Impact of fire on sagebrush ecosystem
Explore the performance of fire module in EDv2.2 model at different temporal and spatial scales using MODIS-derived Gross Primary Productivity (GPP) in the Great Basin of the western United States. This study was supported by Joint Fire Science Program, USDA Forest Service WWETAC, and NASA-TE. Some of the findings from this work has been published in Biogeosciences journal. We observed that the fire model in EDv2.2 captures multi-decadal vegetation dynamics fairly well, with better performance for the lower-elevation sites. Under the no-fire conditions, shrubs were dominant and C3 grasses disappeared while approaching an equilibrium state of only shrubs (Figure in the right top) . In fire scenarios, we observed a decline in shrubs and a simultaneous rise in C3 grasses for approximately 3 to 4 decades, followed by slow recovery of shrubs at the expense of grasses. Regional simulation of GPP with EDv2.2 showed continued reduction in GPP for several years post-fire, which only started to recover with some increase in C3 grass GPP by the fourth year after fire (Figure right bottom). Modeled GPP trends moderately correlated with the trends observed from MODIS GPP. |
Earlier studies
Estimate ecosystem productivity of sagebrush and juniper ecosystems
We performed sensitivity and optimization analysis of sagebrush Plant Function Type (PFT) parameters, related to photosynthesis, stomatal conductance, and allocation to improve ecosystem flux estimation in Ecosystem Demography (EDv2.2) model. EDv2.2 estimated gross primary production (GPP) using optimized shrub parameters compared well with observation from Flux tower sites. Model simulations suggested almost double overall vegetation productivity with an increase in CO2, with shrubs replacing C3 grass quickly compared to existing CO2 scenario (Top figure). The study was supported by Joint Fire Science Program and NASA-TE. A part of this work has been published in Geoscientific Model Development. In addition, we applied Random Forest approach to update allometric and physiological parameters for Juniper occidentalis in EDv2.2 by comparing model predicted aboveground biomass with remote sensing products. Model was able to estimate Juniper ecosystem productivity well with the updated parameters, when compared with MODIS data from the sample locations (Bottom figure). |
Change in timberland ownership, aboveground biomass and species composition
This was my Ph.D. dissertation study aimed at understanding the change in timberland ownerships in Northeastern United States, using geospatial modeling, poit-pattern analysis (Ripley’s K Function), and Multiple Logistic Regression. We also explored changes in aboveground biomass and overstory-understory tree species composition based on types of timberland ownerships, ecological factors and management types. Most common among all the observed shifts was the one from industrial to institutional ownership. However, we did not observe significant difference in biomass change and species composition for different ownerships (Figure). This study was supported by USDA Forest Service and Northeastern States Research Cooperative (NSRC), Part of this study has been published in the Journal of Forestry. |
Other studies
- Spatial analysis of forest crimes in Mark Twain National Forest, Missouri.

SUPPLIED INFORMATION:
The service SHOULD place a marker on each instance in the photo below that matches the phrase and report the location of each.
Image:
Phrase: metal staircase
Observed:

...

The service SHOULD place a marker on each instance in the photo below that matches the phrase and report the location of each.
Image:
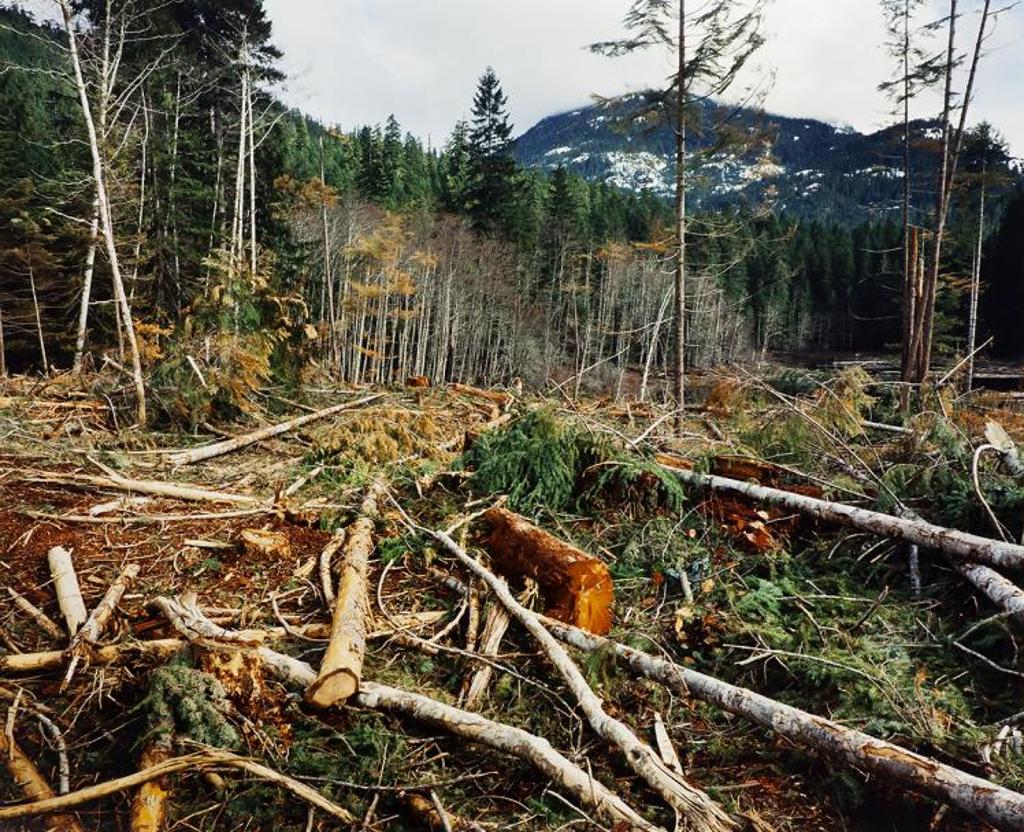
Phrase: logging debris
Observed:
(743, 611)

REQUIRED ACTIONS:
a - In the research summary, which change in timberland ownership was observed most often?
b - Go on with the research summary from the point where it ends.
The records are unrelated to the research summary and stand apart from it.

RESPONSES PER TASK:
a - The shift from industrial to institutional ownership.

b -
- Performance of Forest Vegetation Simulator (FVS) in estimating diameter and basal area of some of the common tree species in Northeastern United States.
- A Report on Monitoring of Gharial in Narayani and Rapti Rivers of Chitwan National Park.
- An assessment of variation of major soil properties for efficient soil management and crop productivity.
- Evaluation of indigenous techniques of terrace improvement in Paundi Khola watershed of Lamjung district, Nepal.